BEGIN Task input

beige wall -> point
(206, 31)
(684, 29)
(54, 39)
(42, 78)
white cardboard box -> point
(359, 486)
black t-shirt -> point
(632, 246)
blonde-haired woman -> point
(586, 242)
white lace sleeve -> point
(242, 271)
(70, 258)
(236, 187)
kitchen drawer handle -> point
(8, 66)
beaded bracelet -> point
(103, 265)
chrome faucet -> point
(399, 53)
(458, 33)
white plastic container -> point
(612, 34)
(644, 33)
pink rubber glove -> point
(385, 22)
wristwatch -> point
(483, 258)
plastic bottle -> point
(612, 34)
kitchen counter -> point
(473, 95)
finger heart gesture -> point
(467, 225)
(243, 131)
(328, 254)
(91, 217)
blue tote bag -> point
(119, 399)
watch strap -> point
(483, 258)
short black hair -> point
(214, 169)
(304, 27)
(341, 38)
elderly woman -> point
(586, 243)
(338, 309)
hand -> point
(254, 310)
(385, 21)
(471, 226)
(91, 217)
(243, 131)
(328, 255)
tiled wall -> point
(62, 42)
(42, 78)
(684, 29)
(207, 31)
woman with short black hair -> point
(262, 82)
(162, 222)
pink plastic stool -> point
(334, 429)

END Task input
BEGIN Task input

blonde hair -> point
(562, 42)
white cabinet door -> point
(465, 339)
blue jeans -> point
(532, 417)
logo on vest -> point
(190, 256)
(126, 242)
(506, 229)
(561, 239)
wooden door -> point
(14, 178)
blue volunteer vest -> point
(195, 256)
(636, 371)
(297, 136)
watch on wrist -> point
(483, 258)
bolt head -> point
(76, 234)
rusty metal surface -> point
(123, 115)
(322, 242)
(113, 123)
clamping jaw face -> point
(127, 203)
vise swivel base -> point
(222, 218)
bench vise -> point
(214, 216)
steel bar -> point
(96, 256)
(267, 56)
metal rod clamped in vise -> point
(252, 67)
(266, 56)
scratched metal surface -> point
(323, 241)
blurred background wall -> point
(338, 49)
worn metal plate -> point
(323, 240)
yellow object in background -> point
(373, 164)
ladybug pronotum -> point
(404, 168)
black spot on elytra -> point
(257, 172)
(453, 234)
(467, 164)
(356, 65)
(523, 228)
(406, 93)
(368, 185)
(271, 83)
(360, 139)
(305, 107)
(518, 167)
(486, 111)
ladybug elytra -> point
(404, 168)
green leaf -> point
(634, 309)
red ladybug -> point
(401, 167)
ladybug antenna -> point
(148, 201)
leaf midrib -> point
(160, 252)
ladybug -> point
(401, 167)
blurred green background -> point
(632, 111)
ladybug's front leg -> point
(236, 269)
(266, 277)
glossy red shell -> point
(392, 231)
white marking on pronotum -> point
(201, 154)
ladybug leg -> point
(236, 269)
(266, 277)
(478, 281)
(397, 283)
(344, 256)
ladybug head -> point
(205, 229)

END Task input
BEGIN Task input

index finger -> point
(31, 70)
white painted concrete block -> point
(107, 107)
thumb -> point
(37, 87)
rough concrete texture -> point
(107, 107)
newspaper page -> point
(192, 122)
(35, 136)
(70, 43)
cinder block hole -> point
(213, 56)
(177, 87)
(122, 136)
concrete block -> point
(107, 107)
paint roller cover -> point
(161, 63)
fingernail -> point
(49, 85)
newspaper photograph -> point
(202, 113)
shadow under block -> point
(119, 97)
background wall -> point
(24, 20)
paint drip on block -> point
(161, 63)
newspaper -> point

END Task input

* Problem details: Starting with the line above that holds "fingernail -> point" and stopping with the line that holds "newspaper -> point", reproduce each line exactly, omitting all other lines.

* Output of the exercise:
fingernail -> point
(49, 85)
newspaper photograph -> point
(202, 113)
shadow under block -> point
(119, 97)
background wall -> point
(24, 20)
paint drip on block -> point
(161, 63)
newspaper -> point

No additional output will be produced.